• **Extract**:

Both the public and the press are responding with enthusiasm to Germany Year in Vietnam. It is also a special experience for the organizers. A report from Vietnam.

By Sybille Wilhelm

Germany Year in Vietnam is proving to be a special experience for everyone involved. The opening event with the performance of Beethoven’s 9th Symphony at the Hanoi Opera House was a spectacular success, even though things became quite hectic behind the scenes. “The pianist withdrew and a new platform had to be built for the choir the night before the performance because the old one had become too unstable. The programmes were delivered half an hour before the concert started, and it was unclear up to the last minute whether the Vietnamese guest of honour, Deputy Prime Minister Nguyen Tien Nhan, would be coming,” explains Almuth Meyer-­Zollitsch, Goethe-Institut director in Vietnam and head of the Germany Year project. “But he did come, the platform was finished, we found a new pianist, the programmes were still warm when they arrived from the printers, the tenor was on top form, and we realized that everything eventually works out fine in Vietnam.”

For one whole year Germany is celebrating in Vietnam to mark the 35th anniversary of diplomatic relations between the two countries. Another reason is that Germany’s relations with Vietnam are more intense than with any other Southeast Asian country. In the 1960s and 1970s a whole generation of young Vietnamese people were educated in the GDR. They now hold leading positions. And the current young generation is showing interest in Germany, because it is an attractive place to study. At the moment 4,000 young Vietnamese people are learning German at Goethe-Institut. The special year’s programme, which can be found at www.deutsch­land-in-vietnam.de, reflects the whole spectrum of relations between the countries. Altogether there are more than 60 major events, ranging from music performances to symposiums, nationwide film festivals and exhibitions of contemporary art.

• **Extracted material**:
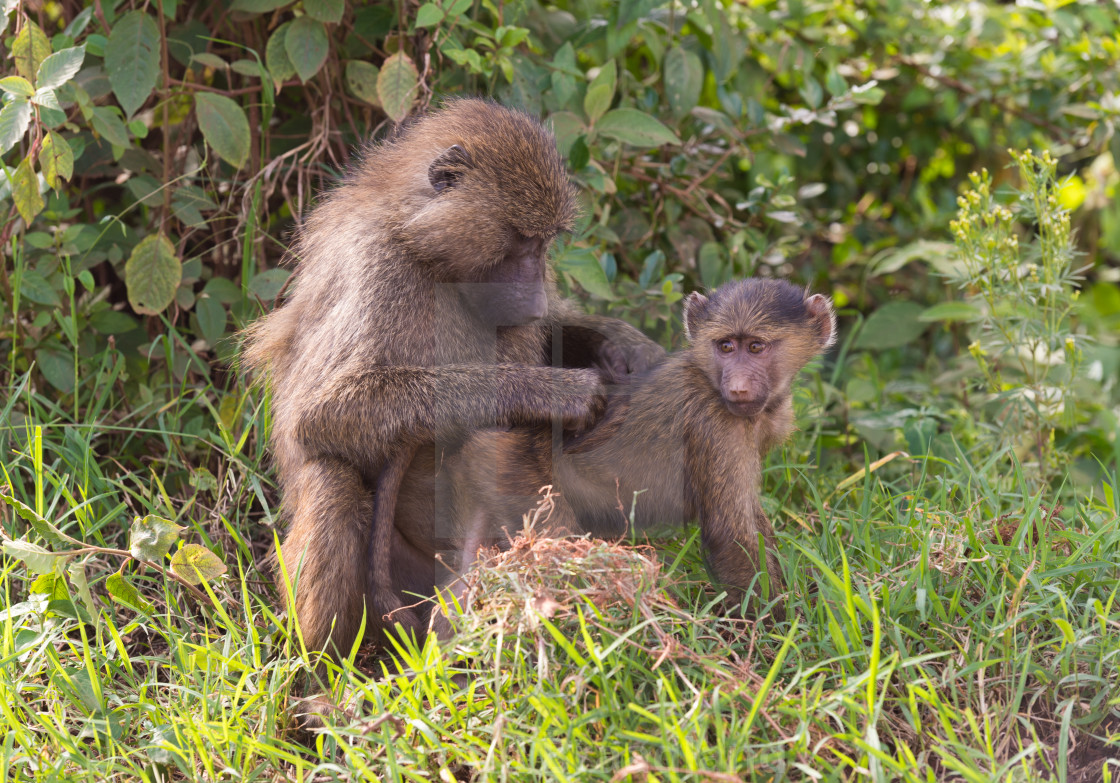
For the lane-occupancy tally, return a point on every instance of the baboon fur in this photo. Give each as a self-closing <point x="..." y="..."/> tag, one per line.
<point x="689" y="436"/>
<point x="418" y="316"/>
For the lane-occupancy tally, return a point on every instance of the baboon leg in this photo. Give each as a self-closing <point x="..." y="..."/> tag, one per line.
<point x="325" y="551"/>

• **Required tasks**:
a. According to the report on Germany Year in Vietnam, which work was performed at the opening event at the Hanoi Opera House?
b. Write a continuation of the report on Germany Year in Vietnam, starting right after its final sentence.

• **Response list**:
a. Beethoven's 9th Symphony.

b.
The resonance is excellent. “What really surprised me was the response of young people. They fill the opera house to capacity whenever a German conductor performs Beethoven or Mendelssohn. That would be a dream come true for concert organizers in Germany,” says Almuth Meyer-Zollitsch. “We already have several files full of press reviews. And even at the smaller events there are two or three television crews.” The organizer says she was particularly moved on one occasion. “There was a power failure that lasted the whole day just before the opening of the German Film Festival in Haiphong. The lights only came back on about half an hour before the performance was due to begin. But then the visitors poured into the cinema hall along with their whole families, everyone from three-year-olds to grannies.”

The highlights also included an event for alumni from Germany which was opened by Germany’s Federal Minister for Economic Cooperation and Development, Dirk Niebel. The organizers were expecting about 200 participants, but more than 900 arrived. One of them was Nguyen Thien Nhan. As he often points out, the Vietnamese Minister of Education and Deputy Prime Minister has strong ties with Germany. He gained his doctorate in cybernetics in Magdeburg in 1979 and speaks fluent German. His ministerial colleagues are also regular guests at the events.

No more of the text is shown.